## Dataset records
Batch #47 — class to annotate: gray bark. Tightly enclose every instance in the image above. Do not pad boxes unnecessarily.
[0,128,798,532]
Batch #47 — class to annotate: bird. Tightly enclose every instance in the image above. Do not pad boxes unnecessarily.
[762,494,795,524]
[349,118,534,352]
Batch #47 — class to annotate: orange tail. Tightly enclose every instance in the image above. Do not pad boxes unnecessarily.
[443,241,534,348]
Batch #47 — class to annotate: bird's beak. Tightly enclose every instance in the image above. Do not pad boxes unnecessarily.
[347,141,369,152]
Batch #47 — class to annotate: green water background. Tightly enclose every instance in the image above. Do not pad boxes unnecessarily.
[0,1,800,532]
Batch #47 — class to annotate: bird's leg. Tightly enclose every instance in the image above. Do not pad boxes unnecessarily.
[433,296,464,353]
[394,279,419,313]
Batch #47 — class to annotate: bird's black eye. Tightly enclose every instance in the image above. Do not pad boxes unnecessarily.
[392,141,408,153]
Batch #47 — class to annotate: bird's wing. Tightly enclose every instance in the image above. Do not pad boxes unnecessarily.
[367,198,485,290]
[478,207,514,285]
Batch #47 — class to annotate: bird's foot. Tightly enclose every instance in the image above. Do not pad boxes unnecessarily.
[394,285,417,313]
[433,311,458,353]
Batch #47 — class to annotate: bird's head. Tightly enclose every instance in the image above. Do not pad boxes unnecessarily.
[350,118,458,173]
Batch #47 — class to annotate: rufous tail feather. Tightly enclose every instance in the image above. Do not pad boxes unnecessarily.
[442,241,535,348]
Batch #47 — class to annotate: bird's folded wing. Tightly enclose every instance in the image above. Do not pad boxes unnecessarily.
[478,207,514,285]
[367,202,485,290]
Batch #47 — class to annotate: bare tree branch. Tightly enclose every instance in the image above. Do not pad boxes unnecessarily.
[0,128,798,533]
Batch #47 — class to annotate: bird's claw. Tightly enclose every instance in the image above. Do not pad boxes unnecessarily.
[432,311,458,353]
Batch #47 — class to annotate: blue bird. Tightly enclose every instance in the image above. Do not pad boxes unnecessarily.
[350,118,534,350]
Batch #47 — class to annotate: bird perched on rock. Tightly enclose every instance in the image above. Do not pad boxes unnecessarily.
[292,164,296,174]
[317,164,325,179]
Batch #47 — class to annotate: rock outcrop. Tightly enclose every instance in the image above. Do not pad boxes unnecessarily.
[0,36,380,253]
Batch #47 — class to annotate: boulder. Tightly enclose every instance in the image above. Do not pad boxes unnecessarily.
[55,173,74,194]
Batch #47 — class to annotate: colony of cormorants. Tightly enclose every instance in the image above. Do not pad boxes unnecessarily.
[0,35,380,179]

## Given task
Rewrite the items starting at the line that contains "Batch #47 — class to annotate: bare" and ending at the last item, replacing "Tightly enclose" with "Draw a tight box around" and changing nothing else.

## Response to this exercise
Batch #47 — class to annotate: bare tree branch. Draw a tight box around every instance in the image above. Do not pad boxes unnecessarily.
[0,128,798,533]
Batch #47 — class to annotate: bird's claw. Draw a tight box around every instance in the image above. Do not pad boxes unnecessarily.
[432,311,458,353]
Batch #47 — class to annotate: blue bird. Draw a tight box around every instance in the image above. Do not pad boxes unnecessarily.
[350,118,534,350]
Batch #47 — class to annotate: bird perched on rock. Draw a tight box around every instance in the image above. Do not pad boxes unnecessarily.
[292,164,296,174]
[317,164,325,179]
Batch #47 — class to annotate: rock outcrop. Draw a tight box around every instance in the image above. Do not pad boxes unnecessarily.
[0,36,380,253]
Batch #47 — class to annotate: boulder. Draw a tight box around every instance in the image above. Do not pad boxes unnecessarily.
[55,173,74,194]
Batch #47 — class to annotate: colony of cormorants. Draw a tight box around every instance in the image above. Do not pad boxes unnecessarily.
[0,35,380,179]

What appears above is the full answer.